-- Begin Excerpt to read --

= List of lost covered bridges in Parke County, Indiana =

The "lost" covered bridges of Parke County covers the covered bridges of Parke County, Indiana, United States, that have been destroyed, either through floods, arson, or demolition.

Parke County is the self-proclaimed "Covered Bridge Capital of the World". It claims to have more covered bridges than any other county in the United States. At one time as many as 52 1/2 covered bridges existed in Parke County. The half bridge comes from a shared bridge with Vermillion County that crossed the Wabash River. Today 31 of those bridges survive, 10 of which have been closed to vehicle traffic. Because of the numerous streams and creeks meandering through the county and the ready natural resources to build the bridges, Parke County has many covered bridges.

==Construction==
Almost all of the bridges exteriors were built of poplar wood, with interiors, trusses, arches and planking built of oak. The majority of the bridges were built using a Burr Arch or a double Burr Arch design.

Parke County had two bridge builders who built most of the bridges in the county. The first of these was J.J. Daniels. Born in 1826, in Marietta, Ohio, he built railroad bridges in Ohio and Indiana and 60 covered bridges in Indiana. Of these 60 bridges, 27 alone were in Parke County, with 11 of those still standing. The second was J.A. Britton. He was born just three miles east of Rockville, in 1838. Britton would built 17 covered bridges in Parke County, with 12 of those still standing.

-- End Excerpt to read --
-- Begin Entries --

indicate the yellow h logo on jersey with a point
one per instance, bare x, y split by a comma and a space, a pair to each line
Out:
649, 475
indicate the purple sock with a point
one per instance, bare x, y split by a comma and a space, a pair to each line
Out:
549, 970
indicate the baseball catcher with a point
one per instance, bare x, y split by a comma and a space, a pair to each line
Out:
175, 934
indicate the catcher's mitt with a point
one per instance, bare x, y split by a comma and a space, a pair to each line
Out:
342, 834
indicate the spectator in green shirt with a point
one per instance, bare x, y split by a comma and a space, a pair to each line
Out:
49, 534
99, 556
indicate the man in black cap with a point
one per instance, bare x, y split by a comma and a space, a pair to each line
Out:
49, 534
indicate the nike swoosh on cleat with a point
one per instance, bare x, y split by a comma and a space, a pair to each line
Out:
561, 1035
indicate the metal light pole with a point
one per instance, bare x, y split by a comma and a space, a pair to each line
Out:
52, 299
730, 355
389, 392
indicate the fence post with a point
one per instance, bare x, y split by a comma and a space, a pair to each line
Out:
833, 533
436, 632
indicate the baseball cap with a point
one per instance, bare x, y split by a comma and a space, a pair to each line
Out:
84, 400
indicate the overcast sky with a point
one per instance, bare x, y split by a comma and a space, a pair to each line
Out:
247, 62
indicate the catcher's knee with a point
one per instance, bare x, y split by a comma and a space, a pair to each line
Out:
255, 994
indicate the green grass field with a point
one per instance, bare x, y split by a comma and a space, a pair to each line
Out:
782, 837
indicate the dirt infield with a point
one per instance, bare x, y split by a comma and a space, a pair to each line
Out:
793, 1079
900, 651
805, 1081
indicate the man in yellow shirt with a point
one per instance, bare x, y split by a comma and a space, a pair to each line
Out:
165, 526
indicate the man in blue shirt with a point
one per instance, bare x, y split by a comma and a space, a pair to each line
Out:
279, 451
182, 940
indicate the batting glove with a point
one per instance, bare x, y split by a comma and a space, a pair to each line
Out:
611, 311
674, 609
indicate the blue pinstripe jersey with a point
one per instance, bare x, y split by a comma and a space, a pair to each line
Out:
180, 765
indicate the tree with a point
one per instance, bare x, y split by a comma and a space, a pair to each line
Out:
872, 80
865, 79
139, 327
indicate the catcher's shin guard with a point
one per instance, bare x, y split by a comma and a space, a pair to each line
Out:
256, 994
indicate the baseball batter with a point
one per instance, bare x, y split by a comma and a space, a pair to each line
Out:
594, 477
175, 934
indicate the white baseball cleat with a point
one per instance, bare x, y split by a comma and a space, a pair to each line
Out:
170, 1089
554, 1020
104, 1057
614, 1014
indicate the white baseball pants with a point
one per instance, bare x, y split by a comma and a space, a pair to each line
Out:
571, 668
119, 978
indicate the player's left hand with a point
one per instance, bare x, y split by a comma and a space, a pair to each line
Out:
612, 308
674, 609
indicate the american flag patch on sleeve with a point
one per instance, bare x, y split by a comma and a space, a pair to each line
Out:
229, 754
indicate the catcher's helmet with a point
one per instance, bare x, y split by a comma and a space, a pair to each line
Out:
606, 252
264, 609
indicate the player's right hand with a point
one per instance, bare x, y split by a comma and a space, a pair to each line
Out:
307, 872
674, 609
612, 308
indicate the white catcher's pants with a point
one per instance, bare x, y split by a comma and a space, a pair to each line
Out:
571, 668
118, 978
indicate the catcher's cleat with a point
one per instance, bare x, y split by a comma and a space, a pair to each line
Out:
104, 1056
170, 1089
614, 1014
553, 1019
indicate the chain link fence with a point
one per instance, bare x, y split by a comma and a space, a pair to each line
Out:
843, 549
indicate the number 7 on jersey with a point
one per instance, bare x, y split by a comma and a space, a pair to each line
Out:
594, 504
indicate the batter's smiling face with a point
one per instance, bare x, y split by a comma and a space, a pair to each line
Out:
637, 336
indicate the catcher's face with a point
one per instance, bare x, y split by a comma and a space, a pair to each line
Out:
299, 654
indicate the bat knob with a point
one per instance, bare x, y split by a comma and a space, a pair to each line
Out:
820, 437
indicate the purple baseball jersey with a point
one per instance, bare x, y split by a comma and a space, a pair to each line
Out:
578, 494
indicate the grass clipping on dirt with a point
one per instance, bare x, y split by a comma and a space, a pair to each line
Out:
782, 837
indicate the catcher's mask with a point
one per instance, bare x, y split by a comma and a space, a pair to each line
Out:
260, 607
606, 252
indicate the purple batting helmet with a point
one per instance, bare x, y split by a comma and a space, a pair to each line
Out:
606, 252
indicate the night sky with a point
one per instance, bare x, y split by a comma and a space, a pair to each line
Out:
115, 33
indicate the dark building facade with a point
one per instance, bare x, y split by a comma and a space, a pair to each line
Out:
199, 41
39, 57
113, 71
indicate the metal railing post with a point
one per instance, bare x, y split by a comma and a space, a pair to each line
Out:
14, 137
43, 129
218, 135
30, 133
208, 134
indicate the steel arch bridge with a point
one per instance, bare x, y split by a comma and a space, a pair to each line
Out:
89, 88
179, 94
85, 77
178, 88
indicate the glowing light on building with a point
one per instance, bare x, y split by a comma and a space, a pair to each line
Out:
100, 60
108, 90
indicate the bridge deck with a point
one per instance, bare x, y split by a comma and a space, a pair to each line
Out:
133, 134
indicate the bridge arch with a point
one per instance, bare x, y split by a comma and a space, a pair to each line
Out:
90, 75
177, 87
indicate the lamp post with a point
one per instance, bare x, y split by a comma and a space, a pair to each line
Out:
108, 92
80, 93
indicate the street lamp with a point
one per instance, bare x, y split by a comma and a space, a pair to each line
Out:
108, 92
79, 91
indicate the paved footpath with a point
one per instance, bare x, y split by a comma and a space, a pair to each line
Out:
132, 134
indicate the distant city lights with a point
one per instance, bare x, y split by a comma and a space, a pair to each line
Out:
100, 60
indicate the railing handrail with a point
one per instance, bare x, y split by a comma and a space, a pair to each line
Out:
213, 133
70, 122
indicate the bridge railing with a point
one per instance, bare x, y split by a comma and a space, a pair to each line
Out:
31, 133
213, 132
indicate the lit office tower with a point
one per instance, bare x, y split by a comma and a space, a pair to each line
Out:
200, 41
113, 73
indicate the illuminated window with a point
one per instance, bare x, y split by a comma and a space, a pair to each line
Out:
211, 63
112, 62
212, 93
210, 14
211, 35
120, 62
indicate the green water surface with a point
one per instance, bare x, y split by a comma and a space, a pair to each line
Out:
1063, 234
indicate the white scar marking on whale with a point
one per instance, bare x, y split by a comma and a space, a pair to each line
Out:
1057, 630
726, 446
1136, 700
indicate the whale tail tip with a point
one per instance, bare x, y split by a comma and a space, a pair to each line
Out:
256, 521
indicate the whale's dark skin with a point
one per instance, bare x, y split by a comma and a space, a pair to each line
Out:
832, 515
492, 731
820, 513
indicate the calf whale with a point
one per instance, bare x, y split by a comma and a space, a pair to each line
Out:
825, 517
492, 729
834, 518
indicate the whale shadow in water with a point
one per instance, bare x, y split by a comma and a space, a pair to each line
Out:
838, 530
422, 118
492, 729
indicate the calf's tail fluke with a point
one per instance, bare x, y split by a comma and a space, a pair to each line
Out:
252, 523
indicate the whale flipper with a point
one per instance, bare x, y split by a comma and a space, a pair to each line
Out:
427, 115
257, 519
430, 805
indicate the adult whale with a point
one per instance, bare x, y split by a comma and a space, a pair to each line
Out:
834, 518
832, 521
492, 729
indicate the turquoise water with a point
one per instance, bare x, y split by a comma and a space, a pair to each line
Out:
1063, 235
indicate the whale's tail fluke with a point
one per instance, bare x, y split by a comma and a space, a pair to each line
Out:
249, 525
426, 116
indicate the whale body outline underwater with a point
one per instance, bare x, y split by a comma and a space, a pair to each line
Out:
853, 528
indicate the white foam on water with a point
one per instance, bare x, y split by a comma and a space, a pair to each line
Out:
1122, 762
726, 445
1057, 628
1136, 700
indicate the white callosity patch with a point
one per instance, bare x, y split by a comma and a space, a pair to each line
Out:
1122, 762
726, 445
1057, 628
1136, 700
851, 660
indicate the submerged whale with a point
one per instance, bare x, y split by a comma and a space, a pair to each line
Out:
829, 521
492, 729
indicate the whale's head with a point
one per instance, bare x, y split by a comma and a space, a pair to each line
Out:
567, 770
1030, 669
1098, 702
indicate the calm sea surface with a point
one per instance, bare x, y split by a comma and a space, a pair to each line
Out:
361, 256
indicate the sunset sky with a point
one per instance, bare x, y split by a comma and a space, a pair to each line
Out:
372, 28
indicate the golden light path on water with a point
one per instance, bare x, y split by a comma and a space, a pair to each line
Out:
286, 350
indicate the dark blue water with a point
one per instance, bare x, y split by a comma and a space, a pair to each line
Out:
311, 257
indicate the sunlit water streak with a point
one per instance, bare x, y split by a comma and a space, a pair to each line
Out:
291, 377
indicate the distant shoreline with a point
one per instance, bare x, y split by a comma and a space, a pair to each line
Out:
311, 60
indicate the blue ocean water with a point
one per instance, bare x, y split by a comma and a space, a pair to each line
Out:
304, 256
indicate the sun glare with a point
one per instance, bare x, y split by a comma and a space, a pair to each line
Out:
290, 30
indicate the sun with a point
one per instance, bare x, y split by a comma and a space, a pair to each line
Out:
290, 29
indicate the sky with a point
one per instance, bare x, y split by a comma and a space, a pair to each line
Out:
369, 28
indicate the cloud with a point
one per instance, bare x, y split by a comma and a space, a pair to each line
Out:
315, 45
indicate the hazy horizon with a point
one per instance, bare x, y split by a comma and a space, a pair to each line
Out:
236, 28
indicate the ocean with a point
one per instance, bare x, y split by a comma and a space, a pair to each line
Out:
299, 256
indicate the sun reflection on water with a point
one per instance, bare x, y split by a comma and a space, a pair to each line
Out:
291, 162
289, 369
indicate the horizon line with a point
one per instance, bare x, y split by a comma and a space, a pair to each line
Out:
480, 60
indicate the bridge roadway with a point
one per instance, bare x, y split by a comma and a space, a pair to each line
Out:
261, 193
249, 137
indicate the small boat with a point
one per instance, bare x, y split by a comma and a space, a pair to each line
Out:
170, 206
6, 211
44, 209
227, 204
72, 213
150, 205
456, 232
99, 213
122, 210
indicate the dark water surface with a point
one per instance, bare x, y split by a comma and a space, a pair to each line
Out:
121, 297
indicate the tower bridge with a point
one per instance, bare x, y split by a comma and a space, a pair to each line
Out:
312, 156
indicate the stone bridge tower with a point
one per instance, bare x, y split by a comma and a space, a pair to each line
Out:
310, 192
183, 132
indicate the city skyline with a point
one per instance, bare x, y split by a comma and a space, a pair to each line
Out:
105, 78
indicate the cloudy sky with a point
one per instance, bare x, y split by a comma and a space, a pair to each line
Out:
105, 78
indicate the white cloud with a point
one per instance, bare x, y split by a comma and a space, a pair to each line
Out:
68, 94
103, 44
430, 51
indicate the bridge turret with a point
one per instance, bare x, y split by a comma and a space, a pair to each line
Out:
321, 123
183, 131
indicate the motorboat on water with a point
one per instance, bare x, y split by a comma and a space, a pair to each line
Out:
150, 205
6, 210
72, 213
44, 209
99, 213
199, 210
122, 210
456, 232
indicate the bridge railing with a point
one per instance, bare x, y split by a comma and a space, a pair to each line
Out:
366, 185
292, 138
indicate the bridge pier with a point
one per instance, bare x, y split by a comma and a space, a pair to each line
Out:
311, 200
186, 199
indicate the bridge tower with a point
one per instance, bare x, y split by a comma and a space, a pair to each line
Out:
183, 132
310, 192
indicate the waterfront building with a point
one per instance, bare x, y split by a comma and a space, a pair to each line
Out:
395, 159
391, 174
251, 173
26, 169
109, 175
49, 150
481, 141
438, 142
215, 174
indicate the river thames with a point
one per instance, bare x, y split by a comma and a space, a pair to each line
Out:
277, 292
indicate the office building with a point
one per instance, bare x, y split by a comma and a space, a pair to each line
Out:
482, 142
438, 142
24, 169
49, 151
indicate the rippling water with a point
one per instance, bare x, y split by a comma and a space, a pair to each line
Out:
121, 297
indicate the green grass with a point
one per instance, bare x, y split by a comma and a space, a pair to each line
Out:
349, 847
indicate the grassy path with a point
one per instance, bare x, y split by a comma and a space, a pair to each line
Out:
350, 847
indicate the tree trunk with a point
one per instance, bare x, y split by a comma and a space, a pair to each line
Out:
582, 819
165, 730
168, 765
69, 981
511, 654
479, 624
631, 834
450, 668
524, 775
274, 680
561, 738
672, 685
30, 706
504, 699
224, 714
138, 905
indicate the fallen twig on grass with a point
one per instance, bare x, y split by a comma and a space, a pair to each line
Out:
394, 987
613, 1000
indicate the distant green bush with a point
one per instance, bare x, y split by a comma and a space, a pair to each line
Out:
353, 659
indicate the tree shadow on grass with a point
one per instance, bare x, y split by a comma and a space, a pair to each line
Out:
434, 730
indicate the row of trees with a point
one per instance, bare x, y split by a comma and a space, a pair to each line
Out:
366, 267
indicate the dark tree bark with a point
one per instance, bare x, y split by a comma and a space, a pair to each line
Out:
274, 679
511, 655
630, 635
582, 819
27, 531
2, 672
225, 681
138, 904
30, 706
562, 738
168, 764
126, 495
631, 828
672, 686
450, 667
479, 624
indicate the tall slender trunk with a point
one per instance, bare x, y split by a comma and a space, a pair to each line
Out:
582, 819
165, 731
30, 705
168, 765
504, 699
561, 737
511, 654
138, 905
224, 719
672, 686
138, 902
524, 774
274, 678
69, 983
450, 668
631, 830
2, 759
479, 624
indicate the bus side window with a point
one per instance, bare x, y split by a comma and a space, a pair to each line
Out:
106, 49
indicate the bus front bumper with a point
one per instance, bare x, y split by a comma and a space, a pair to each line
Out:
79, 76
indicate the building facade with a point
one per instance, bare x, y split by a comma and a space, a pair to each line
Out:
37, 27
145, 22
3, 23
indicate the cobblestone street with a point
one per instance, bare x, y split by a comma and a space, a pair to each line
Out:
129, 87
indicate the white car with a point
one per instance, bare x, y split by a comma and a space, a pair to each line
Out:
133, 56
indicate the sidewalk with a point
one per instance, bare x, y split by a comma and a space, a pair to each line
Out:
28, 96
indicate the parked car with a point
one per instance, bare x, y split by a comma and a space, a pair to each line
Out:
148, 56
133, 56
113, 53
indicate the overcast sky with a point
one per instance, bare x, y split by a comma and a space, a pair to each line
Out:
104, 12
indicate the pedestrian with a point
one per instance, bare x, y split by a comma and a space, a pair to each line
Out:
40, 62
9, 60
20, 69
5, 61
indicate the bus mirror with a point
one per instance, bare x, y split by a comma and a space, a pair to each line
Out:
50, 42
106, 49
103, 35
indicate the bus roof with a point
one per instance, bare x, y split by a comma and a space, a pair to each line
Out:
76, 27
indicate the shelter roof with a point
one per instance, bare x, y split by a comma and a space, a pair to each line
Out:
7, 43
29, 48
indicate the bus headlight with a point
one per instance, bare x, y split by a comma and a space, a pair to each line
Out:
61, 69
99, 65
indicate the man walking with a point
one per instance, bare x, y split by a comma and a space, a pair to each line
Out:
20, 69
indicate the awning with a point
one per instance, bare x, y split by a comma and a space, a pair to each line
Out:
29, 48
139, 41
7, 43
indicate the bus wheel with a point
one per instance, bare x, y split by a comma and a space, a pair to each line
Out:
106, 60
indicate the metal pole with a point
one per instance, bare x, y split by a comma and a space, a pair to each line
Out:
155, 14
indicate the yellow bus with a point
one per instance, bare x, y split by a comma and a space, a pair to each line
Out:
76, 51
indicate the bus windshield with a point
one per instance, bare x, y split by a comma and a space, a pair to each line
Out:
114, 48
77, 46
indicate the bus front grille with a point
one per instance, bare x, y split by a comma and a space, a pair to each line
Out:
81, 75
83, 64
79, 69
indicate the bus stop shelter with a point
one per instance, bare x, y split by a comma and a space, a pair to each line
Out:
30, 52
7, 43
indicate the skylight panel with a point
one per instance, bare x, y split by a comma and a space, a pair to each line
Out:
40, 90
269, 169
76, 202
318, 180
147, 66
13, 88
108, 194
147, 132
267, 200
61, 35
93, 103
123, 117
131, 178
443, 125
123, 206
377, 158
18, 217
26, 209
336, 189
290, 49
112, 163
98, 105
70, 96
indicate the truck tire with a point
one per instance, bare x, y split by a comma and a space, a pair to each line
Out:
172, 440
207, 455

-- End Entries --

What to do.
**A.** According to the covered bridges text, where was the builder J.J. Daniels born?
**B.** Pick out every line of the rows that contains the string "lamp". Case counts.

Solutions to the problems.
**A.** Marietta, Ohio.

**B.**
indicate the lamp post with a point
indicate the street lamp with a point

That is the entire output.